Document text |
════════════════

I am designing a table of vehicle types, nothing special, just a list of
unique vehicle types such as truck, lorry, bike, motor bike, plane,
tractor

For the table design I am proposing a single column table with a field
name called vehicle_type and this will contain the vehicle type.

Normally you would use this value somewhere. In that case it's usually
a bit akward to have the string "tractor" all over the place. So rather
you would have things like:

CREATE TABLE vehicle_types (vtypid smallint NOT NULL,
vtypname varchar(20) NOT NULL,
CONSTRAINT pk_vtype PRIMARY KEY (vtypid))

CREATE TABLE vehicles (vehicleid int NOT NULL,
...
vehicle_type smallint NOT NULL,
...
CONSTRAINT fk_vehicle_type FOREIGN KEY (vehicle_type)
REFERNENCES vehicle_types (vtypid))

If your code includes hard coded tests for various vehicle types, a short
char field for a mnemonic code may be better.
--
Erland Sommarskog, SQL Server MVP, es****@sommarskog.se

Books Online for SQL Server SP3 at
http://www.microsoft.com/sql/techinf...2000/books.asp

Jul 20 '05 #9

Joe Celko

Like most new ideas, the hard part of understanding what the relational
model is comes in un-learning what you know about file systems.

As Artemus Ward (William Graham Sumner, 1840-1910) put it, "It ain't so
much the things we don't know that get us into trouble. It's the things
we know that just ain't so."

If you already have a background in data processing with traditional
file systems, the first things to un-learn are:

(0) Databases are not file sets.
(1) Tables are not files.
(2) Rows are not records.
(3) Columns are not fields.

Modern data processing began with punch cards, or Hollerith cards used
by the Bureau of the Census. Their original size was that of a United
States Dollar bill. This was set by their inventor, Herman Hollerith,
because he could get furniture to store the cards from the United States
Treasury Department, just across the street. Likewise, physical
constraints limited each card to 80 columns of holes in which to record
a symbol.

The influence of the punch card lingered on long after the invention of
magnetic tapes and disk for data storage. This is why early video
display terminals were 80 columns across. Even today, files which were
migrated from cards to magnetic tape files or disk storage still use 80
column records.

But the influence was not just on the physical side of data processing.
The methods for handling data from the prior media were imitated in the
new media.

Data processing first consisted of sorting and merging decks of punch
cards (later, sequential magnetic tape files) in a series of distinct
steps. The result of each step feed into the next step in the process.

Relational databases do not work that way. Each user connects to the
entire database all at once, not to one file at time in a sequence of
steps. The users might not all have the same database access rights
once they are connected, however. Magnetic tapes could not be shared
among users at the same time, but shared data is the point of a
database.

Tables versus Files

A file is closely related to its physical storage media. A table may or
may not be a physical file. DB2 from IBM uses one file per table,
while Sybase puts several entire databases inside one file. A table is
a set of rows of the same kind of thing. A set has no ordering
and it makes no sense to ask for the first or last row.

A deck of punch cards is sequential, and so are magnetic tape files.
Therefore, a physical file of ordered sequential records also
became the mental model for data processing and it is still hard
to shake. Anytime you look at data, it is in some physical ordering.

The various access methods for disk storage system came later, but even
these access methods could not shake the mental model.

════════════════

Actions to take |
• A. According to the forum thread, how many files does DB2 from IBM use for each table?
• B. Transcribe the stretch of the forum thread from "As Artemus Ward" through "not file sets." word for word.
Rely only on the forum thread when you respond to the listing.

Collected material |
════════════════

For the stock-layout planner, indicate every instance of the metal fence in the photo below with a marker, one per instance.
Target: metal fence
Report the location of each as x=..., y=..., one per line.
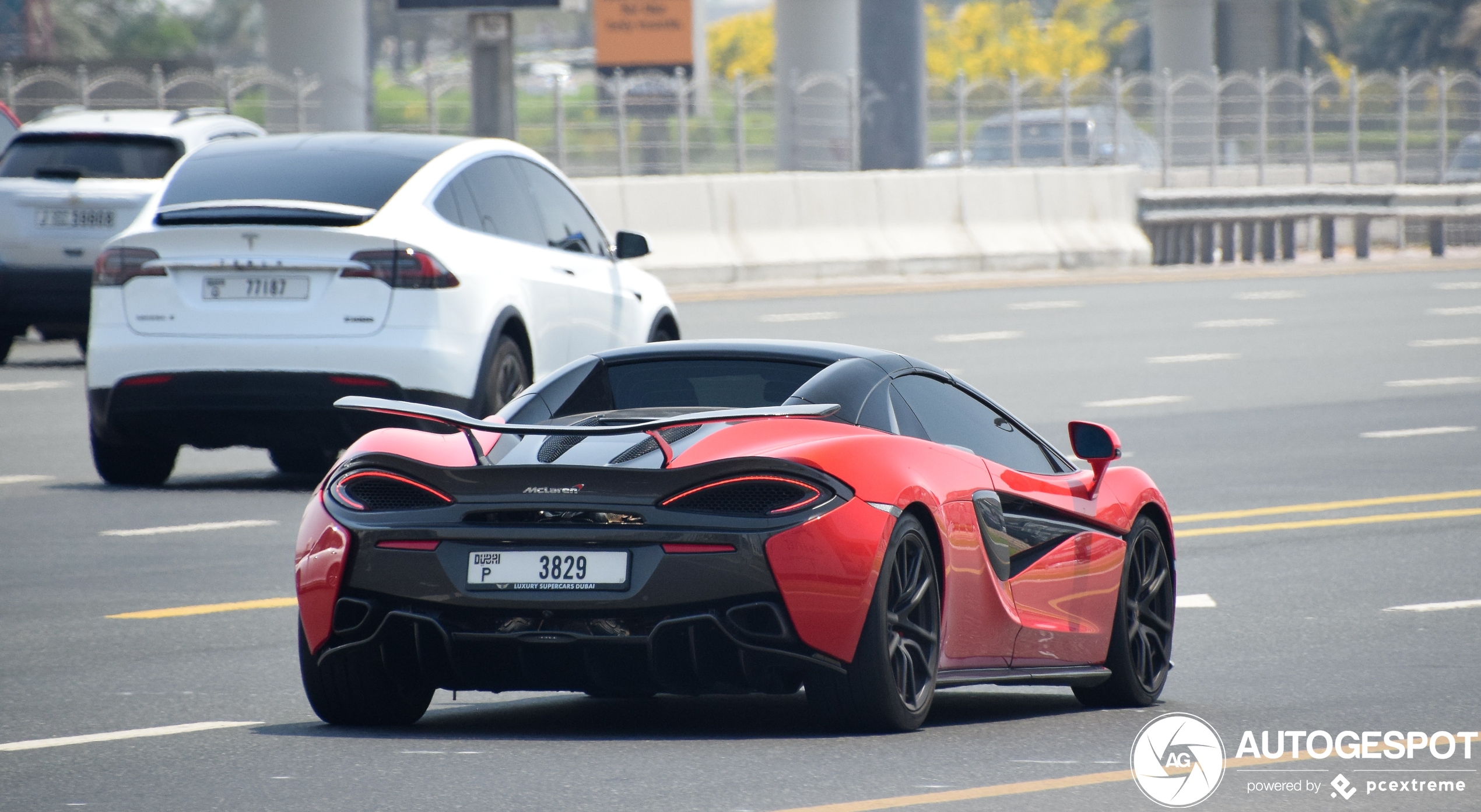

════════════════

Responses in order |
• A. One file per table.

• B.
As Artemus Ward (William Graham Sumner, 1840-1910) put it, "It ain't so
much the things we don't know that get us into trouble. It's the things
we know that just ain't so."

If you already have a background in data processing with traditional
file systems, the first things to un-learn are:

(0) Databases are not file sets.